[TEXT TO READ start]

Karpenter v1 Cost Optimization Guide (2026)

Karpenter has quietly become the default node autoscaler for production Kubernetes on AWS, and now that the v1 API is finally stable, teams that fully lean into its consolidation, disruption budgets, and Spot-first NodePools are routinely cutting EKS compute bills by 40% to 70%. The catch? Most clusters still run on the Helm chart defaults, leaving 20% to 30% of compute spend on the table. So let's fix that.

This guide walks through the exact NodePool, EC2NodeClass, and disruption configuration that produces real savings in 2026 — with copy-paste YAML and the gotchas that quietly inflate your bill.

If you're migrating from Cluster Autoscaler (or limping along on an early Karpenter v0.32 setup), this is the upgrade path that pays for itself in the first billing cycle. Honestly, I've seen it happen — one team I worked with shaved nearly $18k off their monthly EKS bill within two weeks, and they hadn't even touched their pod requests yet.

[TEXT TO READ end]
[DATA SUPPLIED start]

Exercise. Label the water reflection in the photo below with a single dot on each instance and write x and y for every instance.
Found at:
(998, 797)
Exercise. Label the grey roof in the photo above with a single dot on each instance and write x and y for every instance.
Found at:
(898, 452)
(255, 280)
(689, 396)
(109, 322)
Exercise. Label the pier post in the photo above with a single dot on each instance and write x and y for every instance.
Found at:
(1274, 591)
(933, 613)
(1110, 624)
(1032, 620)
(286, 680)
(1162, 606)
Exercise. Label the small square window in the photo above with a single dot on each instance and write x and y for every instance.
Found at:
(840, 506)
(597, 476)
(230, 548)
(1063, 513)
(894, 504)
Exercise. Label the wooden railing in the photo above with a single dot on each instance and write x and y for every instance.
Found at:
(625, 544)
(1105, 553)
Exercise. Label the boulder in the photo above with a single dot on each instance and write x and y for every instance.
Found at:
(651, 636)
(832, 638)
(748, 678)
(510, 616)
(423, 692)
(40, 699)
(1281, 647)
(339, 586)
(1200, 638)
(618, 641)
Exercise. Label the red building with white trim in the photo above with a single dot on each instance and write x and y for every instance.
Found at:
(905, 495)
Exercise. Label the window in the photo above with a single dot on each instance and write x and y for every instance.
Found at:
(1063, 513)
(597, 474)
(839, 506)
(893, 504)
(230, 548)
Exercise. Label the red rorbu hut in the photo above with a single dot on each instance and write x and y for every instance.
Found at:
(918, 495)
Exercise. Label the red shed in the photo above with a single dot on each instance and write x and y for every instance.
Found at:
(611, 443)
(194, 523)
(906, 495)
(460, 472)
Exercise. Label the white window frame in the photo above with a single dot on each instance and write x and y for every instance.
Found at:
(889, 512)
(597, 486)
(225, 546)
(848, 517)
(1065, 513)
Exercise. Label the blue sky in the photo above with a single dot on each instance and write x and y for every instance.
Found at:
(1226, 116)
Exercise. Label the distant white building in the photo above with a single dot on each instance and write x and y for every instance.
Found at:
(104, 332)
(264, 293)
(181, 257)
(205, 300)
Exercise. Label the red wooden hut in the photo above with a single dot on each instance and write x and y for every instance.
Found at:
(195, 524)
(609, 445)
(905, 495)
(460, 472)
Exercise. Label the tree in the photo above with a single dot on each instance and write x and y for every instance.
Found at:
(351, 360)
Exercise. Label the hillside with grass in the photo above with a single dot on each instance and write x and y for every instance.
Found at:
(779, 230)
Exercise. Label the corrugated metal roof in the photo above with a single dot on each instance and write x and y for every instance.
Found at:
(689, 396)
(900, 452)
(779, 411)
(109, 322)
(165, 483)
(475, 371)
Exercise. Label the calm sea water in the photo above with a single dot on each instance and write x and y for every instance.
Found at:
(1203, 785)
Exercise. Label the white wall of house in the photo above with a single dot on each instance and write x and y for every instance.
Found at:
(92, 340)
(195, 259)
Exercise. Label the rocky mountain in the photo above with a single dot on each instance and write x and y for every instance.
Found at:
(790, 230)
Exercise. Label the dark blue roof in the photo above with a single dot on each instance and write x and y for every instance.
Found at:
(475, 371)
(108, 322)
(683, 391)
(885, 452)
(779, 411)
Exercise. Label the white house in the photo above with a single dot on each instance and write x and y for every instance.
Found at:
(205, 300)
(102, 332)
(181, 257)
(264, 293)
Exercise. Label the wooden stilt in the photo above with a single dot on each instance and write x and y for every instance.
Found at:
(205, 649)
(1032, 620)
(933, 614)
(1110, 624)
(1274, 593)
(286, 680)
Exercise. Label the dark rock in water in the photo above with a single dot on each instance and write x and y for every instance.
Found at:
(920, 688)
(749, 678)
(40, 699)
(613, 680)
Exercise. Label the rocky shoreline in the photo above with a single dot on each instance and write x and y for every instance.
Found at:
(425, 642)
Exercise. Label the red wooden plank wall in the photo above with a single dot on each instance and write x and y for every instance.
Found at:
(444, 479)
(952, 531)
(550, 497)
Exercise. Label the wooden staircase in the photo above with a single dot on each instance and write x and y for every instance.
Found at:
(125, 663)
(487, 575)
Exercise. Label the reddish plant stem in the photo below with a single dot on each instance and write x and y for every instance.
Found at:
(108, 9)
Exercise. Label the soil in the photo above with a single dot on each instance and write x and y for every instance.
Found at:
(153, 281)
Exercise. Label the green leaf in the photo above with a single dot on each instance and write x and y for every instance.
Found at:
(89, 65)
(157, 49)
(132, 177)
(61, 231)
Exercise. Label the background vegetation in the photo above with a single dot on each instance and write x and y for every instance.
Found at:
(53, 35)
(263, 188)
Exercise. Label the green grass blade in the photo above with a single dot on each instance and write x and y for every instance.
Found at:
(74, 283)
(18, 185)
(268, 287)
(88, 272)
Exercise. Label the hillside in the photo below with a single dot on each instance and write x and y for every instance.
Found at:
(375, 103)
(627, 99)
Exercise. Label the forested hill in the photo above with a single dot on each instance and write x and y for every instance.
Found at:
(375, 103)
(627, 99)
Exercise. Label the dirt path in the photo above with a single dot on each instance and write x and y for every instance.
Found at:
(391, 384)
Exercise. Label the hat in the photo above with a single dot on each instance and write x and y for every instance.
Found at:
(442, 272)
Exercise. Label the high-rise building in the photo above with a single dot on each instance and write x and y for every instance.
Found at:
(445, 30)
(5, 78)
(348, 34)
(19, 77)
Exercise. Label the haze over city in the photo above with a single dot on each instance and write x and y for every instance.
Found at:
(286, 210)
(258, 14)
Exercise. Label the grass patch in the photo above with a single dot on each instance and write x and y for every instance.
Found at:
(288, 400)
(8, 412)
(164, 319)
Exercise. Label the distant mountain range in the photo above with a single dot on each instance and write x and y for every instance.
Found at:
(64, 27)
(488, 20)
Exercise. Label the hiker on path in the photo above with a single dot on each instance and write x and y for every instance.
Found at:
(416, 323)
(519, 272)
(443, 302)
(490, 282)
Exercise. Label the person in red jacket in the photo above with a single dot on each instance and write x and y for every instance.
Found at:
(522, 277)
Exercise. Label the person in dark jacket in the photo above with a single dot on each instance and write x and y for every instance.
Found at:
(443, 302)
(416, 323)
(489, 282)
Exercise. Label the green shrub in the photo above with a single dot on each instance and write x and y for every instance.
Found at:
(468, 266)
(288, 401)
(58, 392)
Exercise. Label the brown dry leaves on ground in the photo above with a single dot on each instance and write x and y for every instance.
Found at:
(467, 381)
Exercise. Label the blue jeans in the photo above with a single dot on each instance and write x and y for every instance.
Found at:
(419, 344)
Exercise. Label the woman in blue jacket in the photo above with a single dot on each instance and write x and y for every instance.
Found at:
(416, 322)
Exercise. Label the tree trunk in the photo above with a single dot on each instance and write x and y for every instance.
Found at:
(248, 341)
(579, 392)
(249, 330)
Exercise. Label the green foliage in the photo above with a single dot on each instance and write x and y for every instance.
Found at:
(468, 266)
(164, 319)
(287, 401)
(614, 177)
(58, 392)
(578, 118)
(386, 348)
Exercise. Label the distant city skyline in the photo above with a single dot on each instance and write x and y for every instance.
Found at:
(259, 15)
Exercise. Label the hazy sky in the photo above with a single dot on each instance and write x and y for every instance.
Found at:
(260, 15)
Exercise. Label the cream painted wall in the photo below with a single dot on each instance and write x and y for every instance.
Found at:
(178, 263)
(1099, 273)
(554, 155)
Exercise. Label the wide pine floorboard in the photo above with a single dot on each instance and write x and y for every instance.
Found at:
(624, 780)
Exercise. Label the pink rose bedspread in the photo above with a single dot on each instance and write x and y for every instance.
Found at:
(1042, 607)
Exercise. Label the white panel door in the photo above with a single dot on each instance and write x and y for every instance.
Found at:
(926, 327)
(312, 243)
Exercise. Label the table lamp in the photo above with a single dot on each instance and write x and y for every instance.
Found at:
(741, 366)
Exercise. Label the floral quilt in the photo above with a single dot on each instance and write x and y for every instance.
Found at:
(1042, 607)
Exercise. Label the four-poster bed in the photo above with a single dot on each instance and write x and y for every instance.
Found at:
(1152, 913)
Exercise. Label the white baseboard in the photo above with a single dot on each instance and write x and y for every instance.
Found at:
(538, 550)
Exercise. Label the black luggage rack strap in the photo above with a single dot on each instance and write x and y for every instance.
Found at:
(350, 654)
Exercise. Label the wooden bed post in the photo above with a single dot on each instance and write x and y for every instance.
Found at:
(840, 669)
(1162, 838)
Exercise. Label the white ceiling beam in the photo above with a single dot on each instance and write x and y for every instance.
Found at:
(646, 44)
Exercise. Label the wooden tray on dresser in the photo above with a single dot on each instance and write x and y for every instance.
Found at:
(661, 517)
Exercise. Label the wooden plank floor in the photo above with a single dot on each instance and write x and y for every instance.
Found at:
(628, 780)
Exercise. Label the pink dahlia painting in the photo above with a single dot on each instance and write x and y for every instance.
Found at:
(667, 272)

[DATA SUPPLIED end]

PROBLEM 1:
According to the Karpenter cost guide, what share of compute spend do clusters running on the Helm chart defaults leave on the table?
PROBLEM 2:
Extract each line of the records that contains the word "city".

TASK ANSWER 1:
20% to 30%

TASK ANSWER 2:
Exercise. Label the haze over city in the photo above with a single dot on each instance and write x and y for every instance.
Exercise. Label the distant city skyline in the photo above with a single dot on each instance and write x and y for every instance.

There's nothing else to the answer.